DIRECTIONS FOR THIS TASK:
Every line with the word "below" in it should be extracted from the data that follows.

++++++++

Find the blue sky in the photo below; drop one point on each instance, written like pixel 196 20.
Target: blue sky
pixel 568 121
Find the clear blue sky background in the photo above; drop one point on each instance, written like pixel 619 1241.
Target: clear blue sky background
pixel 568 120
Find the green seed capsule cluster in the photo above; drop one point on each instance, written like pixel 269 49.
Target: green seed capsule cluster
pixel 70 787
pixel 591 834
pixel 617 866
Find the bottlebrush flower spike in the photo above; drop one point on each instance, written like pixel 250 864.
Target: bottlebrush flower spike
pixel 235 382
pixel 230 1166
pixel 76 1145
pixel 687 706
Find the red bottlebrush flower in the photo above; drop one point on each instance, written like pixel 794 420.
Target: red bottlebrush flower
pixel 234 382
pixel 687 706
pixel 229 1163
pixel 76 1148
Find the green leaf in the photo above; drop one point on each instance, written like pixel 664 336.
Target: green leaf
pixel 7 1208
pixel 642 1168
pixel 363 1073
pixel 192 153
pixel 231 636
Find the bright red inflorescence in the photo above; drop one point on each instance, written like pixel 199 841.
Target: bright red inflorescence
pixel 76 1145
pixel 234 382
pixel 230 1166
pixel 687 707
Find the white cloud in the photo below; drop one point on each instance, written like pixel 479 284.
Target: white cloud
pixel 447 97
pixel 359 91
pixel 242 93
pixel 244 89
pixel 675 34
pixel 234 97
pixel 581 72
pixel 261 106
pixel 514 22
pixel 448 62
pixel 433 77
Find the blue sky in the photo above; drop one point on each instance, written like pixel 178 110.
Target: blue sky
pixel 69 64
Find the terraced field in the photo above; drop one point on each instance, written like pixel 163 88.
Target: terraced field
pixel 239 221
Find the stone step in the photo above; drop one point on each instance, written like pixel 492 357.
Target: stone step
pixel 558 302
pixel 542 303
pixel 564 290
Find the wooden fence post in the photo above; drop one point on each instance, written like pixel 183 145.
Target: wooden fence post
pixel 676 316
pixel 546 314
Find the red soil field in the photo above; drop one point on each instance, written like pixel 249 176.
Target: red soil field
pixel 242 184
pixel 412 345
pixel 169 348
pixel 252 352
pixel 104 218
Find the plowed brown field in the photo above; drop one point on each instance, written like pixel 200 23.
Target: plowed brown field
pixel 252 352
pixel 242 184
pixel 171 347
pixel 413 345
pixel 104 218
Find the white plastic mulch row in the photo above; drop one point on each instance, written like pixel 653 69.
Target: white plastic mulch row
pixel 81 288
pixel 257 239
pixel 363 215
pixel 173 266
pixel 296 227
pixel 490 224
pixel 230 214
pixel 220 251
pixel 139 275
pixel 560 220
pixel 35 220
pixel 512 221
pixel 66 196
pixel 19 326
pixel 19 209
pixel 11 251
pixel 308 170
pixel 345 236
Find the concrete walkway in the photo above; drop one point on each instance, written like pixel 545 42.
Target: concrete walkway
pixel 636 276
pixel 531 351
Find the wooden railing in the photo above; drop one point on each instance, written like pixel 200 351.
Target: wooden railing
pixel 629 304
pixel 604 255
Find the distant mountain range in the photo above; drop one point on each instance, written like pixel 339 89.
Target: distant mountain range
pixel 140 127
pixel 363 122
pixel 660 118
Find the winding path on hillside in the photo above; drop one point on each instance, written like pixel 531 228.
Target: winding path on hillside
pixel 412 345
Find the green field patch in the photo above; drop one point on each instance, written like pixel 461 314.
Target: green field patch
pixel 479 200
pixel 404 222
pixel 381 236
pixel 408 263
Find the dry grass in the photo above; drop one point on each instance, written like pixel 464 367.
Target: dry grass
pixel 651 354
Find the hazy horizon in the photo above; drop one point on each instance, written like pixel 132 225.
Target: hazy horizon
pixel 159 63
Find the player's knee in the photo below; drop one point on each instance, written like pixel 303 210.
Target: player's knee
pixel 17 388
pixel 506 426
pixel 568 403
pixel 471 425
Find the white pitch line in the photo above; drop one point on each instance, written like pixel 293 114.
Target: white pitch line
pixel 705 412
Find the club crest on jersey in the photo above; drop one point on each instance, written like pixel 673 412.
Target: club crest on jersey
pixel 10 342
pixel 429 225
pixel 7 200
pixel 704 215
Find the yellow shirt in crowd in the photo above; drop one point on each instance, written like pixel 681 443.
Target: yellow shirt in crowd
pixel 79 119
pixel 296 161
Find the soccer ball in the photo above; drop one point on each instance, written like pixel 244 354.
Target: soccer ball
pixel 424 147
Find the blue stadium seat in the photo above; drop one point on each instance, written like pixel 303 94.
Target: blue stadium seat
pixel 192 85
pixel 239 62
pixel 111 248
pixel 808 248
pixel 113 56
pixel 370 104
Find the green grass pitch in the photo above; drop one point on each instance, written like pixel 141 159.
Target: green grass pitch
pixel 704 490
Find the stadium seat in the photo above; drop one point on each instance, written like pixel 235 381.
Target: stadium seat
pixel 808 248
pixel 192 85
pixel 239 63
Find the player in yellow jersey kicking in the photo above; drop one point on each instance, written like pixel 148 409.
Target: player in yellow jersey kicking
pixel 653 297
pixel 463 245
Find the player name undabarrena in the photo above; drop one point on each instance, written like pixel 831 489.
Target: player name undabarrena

++++++++

OUTPUT FOR THIS TASK:
Find the blue sky in the photo below; drop one point on each instance, written like pixel 196 20.
Find the white cloud in the photo below; drop one point on each instance, written like pixel 479 284.
Find the player's knee in the photo below; drop one point on each instance, written like pixel 303 210.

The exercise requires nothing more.